→ SELECTED EXTRACT
· · ·
On Offensive Work: Authorization Cannot Be Delegated

Offensive security — penetration testing, exploit development, active reconnaissance against live targets — carries real legal exposure. AI is useful in a supporting role: reasoning about how an exploit chain might compose, summarizing a target's exposed surface from public data, drafting proof-of-concept code in a sandbox. But action against systems you do not unambiguously own and hold explicit authorization for must never be autonomous — against the wrong host or outside an authorized scope, it is potentially a crime and a contract breach. An agent cannot hold the authorization; the person who signed the rules of engagement holds it and must pull the trigger. Inside an owned sandbox or test range, under a bounded scope, more autonomy is acceptable — the constraint is the authorization boundary, not the automation. That boundary is what distinguishes a sanctioned test from an attack.

Designing the Gate So People Actually Use It

A gate that everyone clicks through without reading is theater. A few principles separate a working gate from a rubber stamp.

  1. Gate by reversibility and blast radius, not by category. Make humans approve every read-only enumeration and you train them to approve everything. Reserve the gate for actions that fail the rollback test or carry a severe worst case.
  2. Show the diff, not the intention. "Delete unused security group" is a summary. "Delete sg-0a3f, currently attached to 4 instances including prod-api-2" is a decision. Present the concrete, verifiable change.
  3. Default to dry-run. Let the agent produce the exact command, plan, or pull request, and stop there. A person reviews a concrete artifact — a Terraform plan, a git diff, a runbook — which becomes the audit record: the change, who reviewed it, and the decision, captured before anything executes.
· · ·
→ SOURCE MATERIAL

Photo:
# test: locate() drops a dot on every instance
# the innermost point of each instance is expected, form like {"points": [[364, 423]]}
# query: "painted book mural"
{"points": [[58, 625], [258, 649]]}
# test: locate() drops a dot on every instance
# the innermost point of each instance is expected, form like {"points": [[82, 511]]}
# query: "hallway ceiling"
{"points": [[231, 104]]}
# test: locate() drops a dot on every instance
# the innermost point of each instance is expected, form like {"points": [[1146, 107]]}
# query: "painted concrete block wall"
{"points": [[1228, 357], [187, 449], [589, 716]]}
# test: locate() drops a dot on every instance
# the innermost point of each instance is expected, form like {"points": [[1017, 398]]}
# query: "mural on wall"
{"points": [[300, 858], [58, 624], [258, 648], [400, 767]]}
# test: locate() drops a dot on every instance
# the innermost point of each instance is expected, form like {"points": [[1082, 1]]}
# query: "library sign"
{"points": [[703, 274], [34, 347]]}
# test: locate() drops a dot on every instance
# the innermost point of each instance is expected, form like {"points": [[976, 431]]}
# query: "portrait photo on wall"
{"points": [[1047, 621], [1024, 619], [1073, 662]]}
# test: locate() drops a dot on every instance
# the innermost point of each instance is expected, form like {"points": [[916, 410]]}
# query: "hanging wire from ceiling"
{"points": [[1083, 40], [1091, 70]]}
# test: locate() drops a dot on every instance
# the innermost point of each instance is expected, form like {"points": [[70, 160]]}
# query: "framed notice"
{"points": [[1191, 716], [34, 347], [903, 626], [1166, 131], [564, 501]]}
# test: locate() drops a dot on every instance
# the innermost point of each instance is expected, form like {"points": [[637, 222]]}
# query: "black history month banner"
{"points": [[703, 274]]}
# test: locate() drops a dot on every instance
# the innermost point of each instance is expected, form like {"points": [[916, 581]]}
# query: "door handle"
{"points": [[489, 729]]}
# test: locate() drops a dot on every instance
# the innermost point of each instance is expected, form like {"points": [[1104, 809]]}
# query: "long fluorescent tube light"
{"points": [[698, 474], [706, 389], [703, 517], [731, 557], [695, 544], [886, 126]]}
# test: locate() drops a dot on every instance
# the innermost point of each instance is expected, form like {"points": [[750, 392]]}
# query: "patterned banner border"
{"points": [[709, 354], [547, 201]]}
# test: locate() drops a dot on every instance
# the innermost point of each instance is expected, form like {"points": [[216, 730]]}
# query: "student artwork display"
· · ·
→ DIRECTIVES
1. Filter the rows down to the lines that contain the string "mural", copying each matching line. Matching is case-sensitive.
2. Carry on the passage on authorization and approval gates, starting after its final sentence.
The passage on authorization and approval gates and the rows come from unrelated sources.

→ SOLVED PROBLEMS
1.
# query: "painted book mural"
# query: "mural on wall"

2.
  4. Make actions attributable and logged. Every action should trace to the agent, the prompt, and the human who approved it. When something goes wrong at 3 a.m., that timeline saves you.

As agentic chains lengthen, the gate itself becomes the bottleneck, so aggregate the low-risk proposals and escalate only what genuinely fails the two tests. The concrete first step is worth doing this quarter: map every action your agents can take today, apply the two tests to each, and compare where the gates sit against where the tests say they belong. The gaps are your roadmap.

The governance question was never whether to use AI in security work — the read-heavy, pattern-dense cases are too strong to pass up. It has always been where the machine's authority should end and where a person's judgment is structurally required, not just available. Every action in your agent's reachable set belongs on one side of that line or the other, assigned by reversibility and blast radius, enforced by architecture. That classification exercise, done once and kept current, is the design decision that determines whether your automation is a force multiplier or a liability waiting for a bad prompt.